◆ **SHORT TASK**
Repeat every line of the listing below word for word, leaving out the pictures.

◆ **RECORDS SUPPLIED**
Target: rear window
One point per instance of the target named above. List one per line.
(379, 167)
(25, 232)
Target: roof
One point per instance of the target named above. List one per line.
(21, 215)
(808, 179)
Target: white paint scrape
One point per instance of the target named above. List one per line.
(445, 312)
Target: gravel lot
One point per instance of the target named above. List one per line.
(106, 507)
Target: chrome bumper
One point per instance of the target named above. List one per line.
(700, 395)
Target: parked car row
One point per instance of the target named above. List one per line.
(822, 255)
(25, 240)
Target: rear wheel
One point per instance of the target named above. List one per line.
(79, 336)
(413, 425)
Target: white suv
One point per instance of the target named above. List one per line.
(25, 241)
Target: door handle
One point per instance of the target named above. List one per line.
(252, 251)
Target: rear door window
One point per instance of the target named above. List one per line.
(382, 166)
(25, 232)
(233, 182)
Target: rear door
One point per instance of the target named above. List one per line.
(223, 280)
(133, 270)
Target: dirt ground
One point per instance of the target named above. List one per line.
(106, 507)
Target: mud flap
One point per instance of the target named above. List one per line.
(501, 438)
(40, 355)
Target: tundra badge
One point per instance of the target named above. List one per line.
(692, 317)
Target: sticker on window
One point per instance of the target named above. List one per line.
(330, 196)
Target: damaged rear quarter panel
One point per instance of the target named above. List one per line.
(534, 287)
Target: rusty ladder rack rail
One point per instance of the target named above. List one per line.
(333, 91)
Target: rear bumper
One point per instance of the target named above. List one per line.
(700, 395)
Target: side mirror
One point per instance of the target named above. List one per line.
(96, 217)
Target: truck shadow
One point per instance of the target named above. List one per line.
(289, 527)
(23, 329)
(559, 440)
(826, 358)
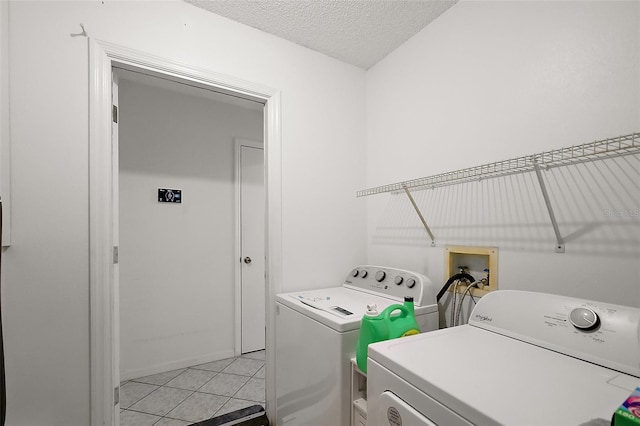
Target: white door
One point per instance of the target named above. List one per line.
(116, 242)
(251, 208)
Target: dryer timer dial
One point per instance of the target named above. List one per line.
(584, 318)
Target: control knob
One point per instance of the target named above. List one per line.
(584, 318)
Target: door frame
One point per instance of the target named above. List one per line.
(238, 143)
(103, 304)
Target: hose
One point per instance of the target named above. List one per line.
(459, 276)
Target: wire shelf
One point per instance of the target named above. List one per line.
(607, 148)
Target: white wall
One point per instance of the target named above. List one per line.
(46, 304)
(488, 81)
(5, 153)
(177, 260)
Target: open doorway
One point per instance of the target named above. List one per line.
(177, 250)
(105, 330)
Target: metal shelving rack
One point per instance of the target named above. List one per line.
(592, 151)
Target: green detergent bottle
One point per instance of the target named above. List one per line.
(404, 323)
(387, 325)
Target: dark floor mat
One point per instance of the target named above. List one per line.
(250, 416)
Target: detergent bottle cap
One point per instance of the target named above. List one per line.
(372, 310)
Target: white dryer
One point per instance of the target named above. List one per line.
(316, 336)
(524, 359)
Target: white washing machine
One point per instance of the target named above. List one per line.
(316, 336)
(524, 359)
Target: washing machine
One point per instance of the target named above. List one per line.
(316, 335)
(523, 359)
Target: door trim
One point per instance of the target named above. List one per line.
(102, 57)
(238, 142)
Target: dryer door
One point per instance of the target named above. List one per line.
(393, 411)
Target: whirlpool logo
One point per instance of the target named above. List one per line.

◆ **RESULT OF THIS EXERCISE**
Target: rear window
One point per instance of the target named above. List one per line.
(379, 167)
(25, 232)
Target: roof
One point per instance of the target named above. List one per line.
(21, 215)
(808, 179)
Target: white paint scrape
One point per instance of the target named above. List one per line.
(445, 312)
Target: gravel lot
One point per instance of the target named above. List one per line.
(106, 507)
Target: chrome bumper
One point per instance of the target named above. List one per line.
(700, 395)
Target: parked car row
One point per instance of the target named above. List one per line.
(822, 255)
(25, 240)
Target: rear wheel
One point per instance of the target named above. List one per line.
(79, 336)
(413, 425)
Target: white suv
One point per instance of the target named above. List one per line.
(25, 241)
Target: door handle
One point per instance of the target named above. List one per line.
(252, 251)
Target: rear door window
One point per instance of the target named above. List one per line.
(382, 166)
(25, 232)
(233, 182)
Target: rear door
One point per instance of the target named above. List one per line.
(223, 280)
(133, 270)
Target: dirt ground
One point per instance of the target named above. List one per line.
(106, 507)
Target: mud flap
One point per instance of the target named above. List one per line.
(501, 438)
(40, 355)
Target: tundra badge
One point per instance of the target named above. List one per line.
(692, 317)
Target: sticker on window
One point per instance of the target named above. List one per line.
(330, 196)
Target: damaged rear quarter panel
One point per instance of the target named above. List one per line.
(534, 287)
Target: rusty ladder rack rail
One point per instance of the target named above. List one per line.
(333, 91)
Target: rear bumper
One point per instance of the target named above. List one per line.
(700, 395)
Target: side mirror
One point per instance of the target named above. List one per line.
(96, 217)
Target: truck shadow
One point per instance of the target named above. List one per line.
(289, 527)
(23, 329)
(559, 440)
(826, 358)
Target: white door
One point per instance of the target named above. List one per line.
(116, 242)
(251, 208)
Target: dryer timer dial
One point per instance of the target named above. List one per line.
(584, 318)
Target: control knob
One point per instance of the target named above. List one per line.
(584, 318)
Target: door frame
One point per instance of the target named above. List one per line.
(238, 143)
(103, 304)
Target: hose
One point per instance of the target named above. List one per line.
(459, 276)
Target: wire shelf
One point per instance of the target named above. List one per line.
(607, 148)
Target: white wall
One point per instance of the target named above. List one per line.
(46, 304)
(488, 81)
(5, 153)
(177, 260)
Target: open doorway
One point per instance of the target named above. List one per line.
(177, 250)
(105, 330)
Target: metal shelving rack
One point per instance of the target named above. List one per line.
(592, 151)
Target: green detergent bottle
One point per instance of the target named above. List one per line.
(404, 323)
(387, 325)
Target: dark floor mat
One point per instance of the target named above. List one per line.
(250, 416)
Target: detergent bottle cap
One point per instance of the target named above. List one per line.
(372, 310)
Target: white dryer
One point per instance of the target named above. List one per line.
(316, 336)
(524, 359)
Target: white washing machine
One point per instance of the target named above. List one per line.
(316, 336)
(524, 359)
Target: washing machine
One point per instance of the target named above. List one per line.
(316, 335)
(523, 359)
Target: door trim
One point per instance of the target named above. List one per line.
(102, 57)
(238, 142)
Target: dryer door
One point per instance of the target named above. List one per line.
(393, 411)
Target: whirlpool logo
One point per instance of the target named above. List one per line.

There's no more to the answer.